DATA FOR THE TASK »
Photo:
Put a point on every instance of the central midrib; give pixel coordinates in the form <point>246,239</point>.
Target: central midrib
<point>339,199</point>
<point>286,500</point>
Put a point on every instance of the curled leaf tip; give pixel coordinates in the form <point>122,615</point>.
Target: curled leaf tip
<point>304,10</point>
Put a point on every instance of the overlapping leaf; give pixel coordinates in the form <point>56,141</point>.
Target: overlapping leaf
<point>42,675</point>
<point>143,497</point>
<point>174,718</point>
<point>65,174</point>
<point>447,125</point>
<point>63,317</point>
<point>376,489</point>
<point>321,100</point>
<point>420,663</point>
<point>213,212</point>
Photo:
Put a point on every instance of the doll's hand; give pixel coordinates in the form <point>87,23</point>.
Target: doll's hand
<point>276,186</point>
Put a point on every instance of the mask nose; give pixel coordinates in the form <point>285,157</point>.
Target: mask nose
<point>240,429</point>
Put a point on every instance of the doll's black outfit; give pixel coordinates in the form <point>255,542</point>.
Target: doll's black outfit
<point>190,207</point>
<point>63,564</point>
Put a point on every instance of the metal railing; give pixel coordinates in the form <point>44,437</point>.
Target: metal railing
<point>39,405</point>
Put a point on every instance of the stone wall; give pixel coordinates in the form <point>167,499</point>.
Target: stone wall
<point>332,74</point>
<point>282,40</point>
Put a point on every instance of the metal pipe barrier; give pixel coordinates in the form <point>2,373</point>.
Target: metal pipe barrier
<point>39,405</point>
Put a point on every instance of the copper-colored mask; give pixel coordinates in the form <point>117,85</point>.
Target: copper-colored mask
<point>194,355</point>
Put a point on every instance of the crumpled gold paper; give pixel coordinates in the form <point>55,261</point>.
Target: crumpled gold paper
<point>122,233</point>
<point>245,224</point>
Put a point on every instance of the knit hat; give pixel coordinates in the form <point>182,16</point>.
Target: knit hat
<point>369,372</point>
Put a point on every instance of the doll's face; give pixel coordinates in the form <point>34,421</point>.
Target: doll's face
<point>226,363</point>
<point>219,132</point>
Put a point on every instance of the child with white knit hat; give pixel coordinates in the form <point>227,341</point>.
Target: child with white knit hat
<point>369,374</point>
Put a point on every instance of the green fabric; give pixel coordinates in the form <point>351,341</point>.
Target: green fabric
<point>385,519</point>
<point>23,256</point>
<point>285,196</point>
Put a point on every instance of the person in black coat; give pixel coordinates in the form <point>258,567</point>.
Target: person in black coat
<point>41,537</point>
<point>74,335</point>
==
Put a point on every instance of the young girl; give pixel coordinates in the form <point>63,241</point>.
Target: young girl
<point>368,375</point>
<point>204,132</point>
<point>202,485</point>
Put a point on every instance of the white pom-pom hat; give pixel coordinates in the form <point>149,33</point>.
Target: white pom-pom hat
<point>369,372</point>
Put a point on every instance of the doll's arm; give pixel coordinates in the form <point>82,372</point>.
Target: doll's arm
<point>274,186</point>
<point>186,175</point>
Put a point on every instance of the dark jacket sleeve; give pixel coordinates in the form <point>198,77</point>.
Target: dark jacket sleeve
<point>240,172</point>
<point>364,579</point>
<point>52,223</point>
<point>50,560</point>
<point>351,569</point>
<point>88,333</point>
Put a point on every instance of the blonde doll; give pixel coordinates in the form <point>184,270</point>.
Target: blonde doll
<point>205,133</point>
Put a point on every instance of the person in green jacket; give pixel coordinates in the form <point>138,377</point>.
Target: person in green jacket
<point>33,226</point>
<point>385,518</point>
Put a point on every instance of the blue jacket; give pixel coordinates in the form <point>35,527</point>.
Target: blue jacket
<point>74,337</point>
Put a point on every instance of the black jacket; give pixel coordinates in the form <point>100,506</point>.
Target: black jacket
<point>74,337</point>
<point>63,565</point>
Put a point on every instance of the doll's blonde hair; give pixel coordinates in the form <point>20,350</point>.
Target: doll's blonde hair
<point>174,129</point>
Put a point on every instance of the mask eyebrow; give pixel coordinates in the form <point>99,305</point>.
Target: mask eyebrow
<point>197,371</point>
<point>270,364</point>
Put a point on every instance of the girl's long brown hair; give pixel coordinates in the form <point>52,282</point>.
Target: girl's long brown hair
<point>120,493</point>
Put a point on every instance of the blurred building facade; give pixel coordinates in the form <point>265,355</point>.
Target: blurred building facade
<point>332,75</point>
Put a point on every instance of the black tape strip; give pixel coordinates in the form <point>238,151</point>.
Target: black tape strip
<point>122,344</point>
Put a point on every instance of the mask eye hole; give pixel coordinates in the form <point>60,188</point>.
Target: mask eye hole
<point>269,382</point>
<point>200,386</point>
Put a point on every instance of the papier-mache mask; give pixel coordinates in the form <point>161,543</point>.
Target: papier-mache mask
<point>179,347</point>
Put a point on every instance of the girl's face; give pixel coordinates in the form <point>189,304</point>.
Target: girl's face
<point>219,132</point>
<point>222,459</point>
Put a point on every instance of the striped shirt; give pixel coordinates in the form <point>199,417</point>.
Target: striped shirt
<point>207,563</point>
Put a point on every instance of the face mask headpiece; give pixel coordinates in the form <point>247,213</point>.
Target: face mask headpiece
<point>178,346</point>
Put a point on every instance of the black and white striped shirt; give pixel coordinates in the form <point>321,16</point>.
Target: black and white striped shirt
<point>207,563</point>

STATED GOAL »
Copy the data again, from the line containing "Put a point on every instance of the mask nose;" through the line containing "<point>63,564</point>", both included. Raise each coordinate in the answer points by 75 and leave every other line and number as it is.

COMPLETED EXERCISE »
Put a point on every instance of the mask nose; give pixel coordinates in the form <point>285,157</point>.
Target: mask nose
<point>315,504</point>
Put a point on every instance of the doll's black outfit; give pixel coordinates in the form <point>255,542</point>.
Target: doll's black outfit
<point>265,282</point>
<point>138,639</point>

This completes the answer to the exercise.